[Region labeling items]
§ §
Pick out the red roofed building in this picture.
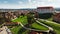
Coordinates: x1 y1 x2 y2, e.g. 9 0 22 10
37 7 54 13
53 13 60 22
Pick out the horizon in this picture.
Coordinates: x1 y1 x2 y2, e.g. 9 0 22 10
0 0 60 9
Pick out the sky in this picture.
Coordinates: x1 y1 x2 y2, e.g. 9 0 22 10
0 0 60 9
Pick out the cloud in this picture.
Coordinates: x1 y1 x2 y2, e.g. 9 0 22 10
4 1 8 3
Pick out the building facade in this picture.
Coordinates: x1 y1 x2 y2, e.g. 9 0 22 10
37 7 54 13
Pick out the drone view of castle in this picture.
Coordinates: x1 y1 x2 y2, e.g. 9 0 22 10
0 7 60 34
0 0 60 34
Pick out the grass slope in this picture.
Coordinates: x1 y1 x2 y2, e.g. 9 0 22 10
31 22 48 30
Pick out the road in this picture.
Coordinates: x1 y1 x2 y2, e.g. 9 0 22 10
34 18 53 31
19 22 49 32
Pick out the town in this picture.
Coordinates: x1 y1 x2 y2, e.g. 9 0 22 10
0 6 60 34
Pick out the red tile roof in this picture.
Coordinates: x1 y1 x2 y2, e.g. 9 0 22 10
37 7 53 9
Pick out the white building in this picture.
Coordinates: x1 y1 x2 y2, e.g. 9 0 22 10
37 7 54 13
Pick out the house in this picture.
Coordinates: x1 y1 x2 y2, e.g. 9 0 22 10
37 6 54 13
53 12 60 22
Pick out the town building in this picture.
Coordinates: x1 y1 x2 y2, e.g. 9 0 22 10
53 11 60 23
37 7 54 13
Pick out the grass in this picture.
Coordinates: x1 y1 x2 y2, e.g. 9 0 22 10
31 22 48 30
40 20 60 34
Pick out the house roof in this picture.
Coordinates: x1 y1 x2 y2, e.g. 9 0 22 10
37 7 53 9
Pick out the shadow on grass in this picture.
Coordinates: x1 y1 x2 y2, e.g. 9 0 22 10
39 13 53 19
18 28 26 34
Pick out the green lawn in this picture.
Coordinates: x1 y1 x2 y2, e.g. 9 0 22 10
31 22 48 30
40 20 60 34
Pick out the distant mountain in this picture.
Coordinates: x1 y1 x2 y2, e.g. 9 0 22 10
55 8 60 11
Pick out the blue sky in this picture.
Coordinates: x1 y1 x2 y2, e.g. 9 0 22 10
0 0 60 9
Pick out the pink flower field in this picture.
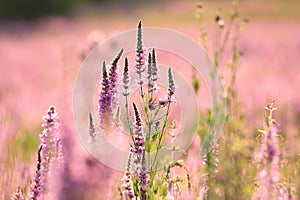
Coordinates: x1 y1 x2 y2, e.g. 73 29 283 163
0 0 300 200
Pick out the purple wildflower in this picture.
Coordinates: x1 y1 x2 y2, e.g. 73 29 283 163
10 187 25 200
147 49 158 95
29 146 45 200
29 106 62 200
151 49 159 82
135 21 146 97
98 62 112 122
108 49 123 110
131 103 150 200
131 103 145 155
98 49 123 123
122 153 135 200
122 57 130 96
252 100 286 199
168 68 175 99
89 112 97 146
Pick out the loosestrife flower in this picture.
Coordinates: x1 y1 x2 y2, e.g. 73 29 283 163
10 187 25 200
89 112 98 146
122 153 135 200
98 49 123 123
131 103 150 199
147 49 158 101
122 57 130 96
29 106 62 200
29 146 45 200
135 21 146 97
98 62 112 122
252 100 290 199
109 49 123 109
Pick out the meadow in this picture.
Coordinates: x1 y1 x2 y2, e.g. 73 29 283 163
0 0 300 200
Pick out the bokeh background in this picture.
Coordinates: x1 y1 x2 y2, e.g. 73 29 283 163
0 0 300 199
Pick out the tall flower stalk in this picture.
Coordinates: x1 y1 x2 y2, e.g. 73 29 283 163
29 106 63 200
131 103 150 200
98 49 123 124
135 21 147 98
251 99 290 200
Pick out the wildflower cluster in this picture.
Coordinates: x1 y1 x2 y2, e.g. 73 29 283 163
11 106 63 200
98 49 123 123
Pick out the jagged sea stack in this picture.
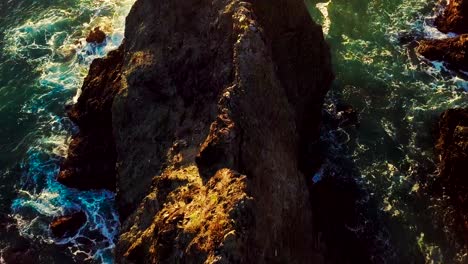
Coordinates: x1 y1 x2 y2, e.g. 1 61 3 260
62 0 333 263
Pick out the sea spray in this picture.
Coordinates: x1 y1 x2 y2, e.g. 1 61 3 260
3 0 134 263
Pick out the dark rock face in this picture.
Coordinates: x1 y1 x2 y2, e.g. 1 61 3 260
435 0 468 34
112 0 333 263
50 212 87 238
435 109 468 250
58 49 123 190
417 34 468 71
86 27 106 44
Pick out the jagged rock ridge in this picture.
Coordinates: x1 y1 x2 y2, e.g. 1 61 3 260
63 0 333 263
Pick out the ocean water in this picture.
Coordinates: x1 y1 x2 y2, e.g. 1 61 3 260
0 0 468 263
307 0 468 263
0 0 134 263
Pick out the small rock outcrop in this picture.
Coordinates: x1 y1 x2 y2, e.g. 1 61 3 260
435 109 468 250
417 35 468 71
435 0 468 34
417 0 468 71
50 211 87 238
58 49 123 191
86 27 106 44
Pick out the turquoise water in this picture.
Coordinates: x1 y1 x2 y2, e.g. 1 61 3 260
308 0 468 263
0 0 134 263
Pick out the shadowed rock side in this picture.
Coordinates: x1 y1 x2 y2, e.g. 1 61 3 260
112 0 333 263
434 109 468 253
58 48 123 190
435 0 468 34
417 35 468 71
417 0 468 71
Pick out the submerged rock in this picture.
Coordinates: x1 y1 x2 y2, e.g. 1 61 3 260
435 0 468 34
50 212 87 238
435 108 468 250
58 49 123 190
86 27 106 44
417 34 468 71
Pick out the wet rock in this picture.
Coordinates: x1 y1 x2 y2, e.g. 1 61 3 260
58 47 123 190
336 103 359 127
435 108 468 245
417 34 468 71
2 237 37 264
107 0 333 263
86 27 106 44
435 0 468 34
50 212 87 238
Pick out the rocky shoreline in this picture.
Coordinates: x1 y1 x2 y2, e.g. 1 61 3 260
51 0 468 263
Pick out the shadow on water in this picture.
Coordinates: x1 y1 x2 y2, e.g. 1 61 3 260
0 0 133 263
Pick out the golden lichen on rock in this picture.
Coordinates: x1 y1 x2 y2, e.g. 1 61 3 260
122 165 250 263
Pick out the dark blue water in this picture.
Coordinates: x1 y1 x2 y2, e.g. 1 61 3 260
0 0 134 263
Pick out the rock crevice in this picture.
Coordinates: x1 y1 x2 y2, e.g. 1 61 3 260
61 0 333 263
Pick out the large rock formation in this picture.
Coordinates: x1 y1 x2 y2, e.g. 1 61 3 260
50 211 87 238
61 0 333 263
435 0 468 34
435 109 468 250
58 49 123 190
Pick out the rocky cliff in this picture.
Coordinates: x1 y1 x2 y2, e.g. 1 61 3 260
417 0 468 71
433 108 468 256
61 0 333 263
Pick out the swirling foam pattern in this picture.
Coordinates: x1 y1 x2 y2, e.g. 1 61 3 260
0 0 134 263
§ §
> What you have to do
Extract every item above verbatim, leaving out the pictures.

> Completed exercise
Pick out the red roofed building in this picture.
Coordinates: x1 y1 x2 y2, e.g. 9 0 22 10
37 7 54 13
53 13 60 22
Pick out the horizon in this picture.
Coordinates: x1 y1 x2 y2, e.g. 9 0 22 10
0 0 60 9
Pick out the sky in this picture.
Coordinates: x1 y1 x2 y2, e.g. 9 0 22 10
0 0 60 9
Pick out the cloud in this picture.
Coordinates: x1 y1 x2 y2, e.g. 9 0 22 10
4 1 8 3
Pick out the building facade in this picture.
Coordinates: x1 y1 x2 y2, e.g. 9 0 22 10
37 7 54 13
Pick out the drone view of castle in this picture.
Coordinates: x1 y1 x2 y2, e.g. 9 0 22 10
0 7 60 34
0 0 60 34
Pick out the grass slope in this picture.
Coordinates: x1 y1 x2 y2, e.g. 9 0 22 10
31 22 48 30
Pick out the road in this picture.
Coordinates: x1 y1 x2 y2, e.g. 9 0 22 10
34 18 53 31
19 22 49 32
Pick out the town in this picture.
Coordinates: x1 y1 x2 y2, e.g. 9 0 22 10
0 6 60 34
Pick out the red tile roof in this picture.
Coordinates: x1 y1 x2 y2, e.g. 9 0 22 10
37 7 53 9
Pick out the white building in this picture.
Coordinates: x1 y1 x2 y2, e.g. 9 0 22 10
37 7 54 13
Pick out the house in this picture.
Coordinates: x1 y1 x2 y2, e.g. 9 0 22 10
37 6 54 13
53 12 60 22
Pick out the town building in this picture.
Coordinates: x1 y1 x2 y2, e.g. 9 0 22 10
53 11 60 23
37 7 54 13
Pick out the grass in this picture.
Coordinates: x1 y1 x2 y2, e.g. 9 0 22 10
31 22 48 30
40 20 60 34
Pick out the house roof in this picture.
Coordinates: x1 y1 x2 y2, e.g. 9 0 22 10
37 7 53 9
Pick out the shadow on grass in this picture.
Coordinates: x1 y1 x2 y2, e.g. 9 0 22 10
39 13 53 19
18 28 26 34
Pick out the green lawn in this picture.
Coordinates: x1 y1 x2 y2, e.g. 9 0 22 10
31 22 48 30
40 20 60 34
Pick out the distant mountain in this picture.
Coordinates: x1 y1 x2 y2, e.g. 9 0 22 10
55 8 60 11
Pick out the blue sky in this picture.
Coordinates: x1 y1 x2 y2, e.g. 9 0 22 10
0 0 60 9
Pick out the pink flower field in this picture.
Coordinates: x1 y1 x2 y2, e.g. 73 29 283 163
0 0 300 200
Pick out the purple wildflower in this picture.
Coordinates: x1 y1 x2 y2, e.g. 73 29 283 163
10 187 25 200
147 49 158 95
29 146 45 200
29 106 62 200
151 49 159 82
135 21 146 97
98 62 112 122
108 49 123 110
131 103 150 200
131 103 145 155
98 49 123 123
122 153 135 200
122 57 130 96
252 100 286 199
168 68 175 99
89 112 97 146
Pick out the loosestrife flower in this picture.
Coordinates: x1 y1 x2 y2, e.g. 73 29 283 163
10 187 25 200
89 112 98 146
122 153 135 200
98 49 123 123
131 103 150 199
147 49 158 101
122 57 130 96
29 106 62 200
29 146 45 200
135 21 146 97
98 62 112 122
252 100 290 199
109 49 123 109
Pick out the meadow in this picture.
Coordinates: x1 y1 x2 y2, e.g. 73 29 283 163
0 0 300 200
Pick out the bokeh background in this picture.
Coordinates: x1 y1 x2 y2, e.g. 73 29 283 163
0 0 300 199
Pick out the tall flower stalk in this picture.
Coordinates: x1 y1 x2 y2, e.g. 73 29 283 163
29 106 63 200
131 103 150 200
98 49 123 124
135 21 147 98
251 99 290 200
Pick out the wildflower cluster in this picture.
Coordinates: x1 y1 x2 y2, e.g. 73 29 283 163
11 106 63 200
98 49 123 123
Pick out the jagged sea stack in this picture.
Coordinates: x1 y1 x2 y2, e.g. 1 61 3 260
62 0 333 263
Pick out the sea spray in this picture.
Coordinates: x1 y1 x2 y2, e.g. 1 61 3 260
3 0 134 263
Pick out the dark rock face in this picture.
Coordinates: x1 y1 x2 y2, e.g. 1 61 3 260
435 0 468 34
112 0 333 263
50 212 87 238
435 109 468 250
58 49 123 190
417 34 468 71
86 27 106 44
Pick out the jagged rock ridge in this picture.
Coordinates: x1 y1 x2 y2, e.g. 1 61 3 260
63 0 333 263
Pick out the ocean water in this picture.
Coordinates: x1 y1 x2 y2, e.g. 1 61 3 260
0 0 468 263
307 0 468 263
0 0 134 263
Pick out the small rock outcrop in this picture.
Coordinates: x1 y1 x2 y2, e.g. 1 61 3 260
435 109 468 250
417 35 468 71
435 0 468 34
417 0 468 71
50 211 87 238
58 49 123 191
86 27 106 44
Pick out the turquoise water in this picture.
Coordinates: x1 y1 x2 y2, e.g. 1 61 3 260
308 0 468 263
0 0 134 263
Pick out the shadowed rock side in this picture.
Coordinates: x1 y1 x2 y2, e.g. 1 61 3 260
112 0 333 263
434 109 468 253
58 48 123 190
435 0 468 34
417 35 468 71
417 0 468 71
Pick out the submerged rock in this picture.
Coordinates: x1 y1 x2 y2, e.g. 1 61 3 260
435 0 468 34
50 212 87 238
435 108 468 250
58 49 123 190
86 27 106 44
417 34 468 71
Pick out the wet rock in this picture.
Coordinates: x1 y1 x2 y2, e.g. 1 61 3 260
58 47 123 190
336 103 359 127
435 108 468 245
417 34 468 71
2 237 37 264
107 0 333 263
86 27 106 44
435 0 468 34
50 212 87 238
Pick out the rocky shoreline in this picture.
Coordinates: x1 y1 x2 y2, e.g. 1 61 3 260
51 0 468 263
Pick out the shadow on water in this picture.
Coordinates: x1 y1 x2 y2, e.g. 1 61 3 260
0 0 133 263
Pick out the golden lichen on rock in this picture.
Coordinates: x1 y1 x2 y2, e.g. 1 61 3 260
122 165 250 263
Pick out the dark blue water in this picture.
Coordinates: x1 y1 x2 y2, e.g. 1 61 3 260
0 0 134 263
Pick out the rock crevice in this picture.
Coordinates: x1 y1 x2 y2, e.g. 1 61 3 260
61 0 333 263
Pick out the large rock formation in this picture.
Coordinates: x1 y1 x2 y2, e.g. 1 61 3 260
50 211 87 238
61 0 333 263
435 0 468 34
435 109 468 250
58 49 123 190
Pick out the rocky cliff in this picture.
Coordinates: x1 y1 x2 y2, e.g. 1 61 3 260
417 0 468 71
433 108 468 256
61 0 333 263
Pick out the swirling foam pattern in this picture.
Coordinates: x1 y1 x2 y2, e.g. 1 61 3 260
0 0 134 263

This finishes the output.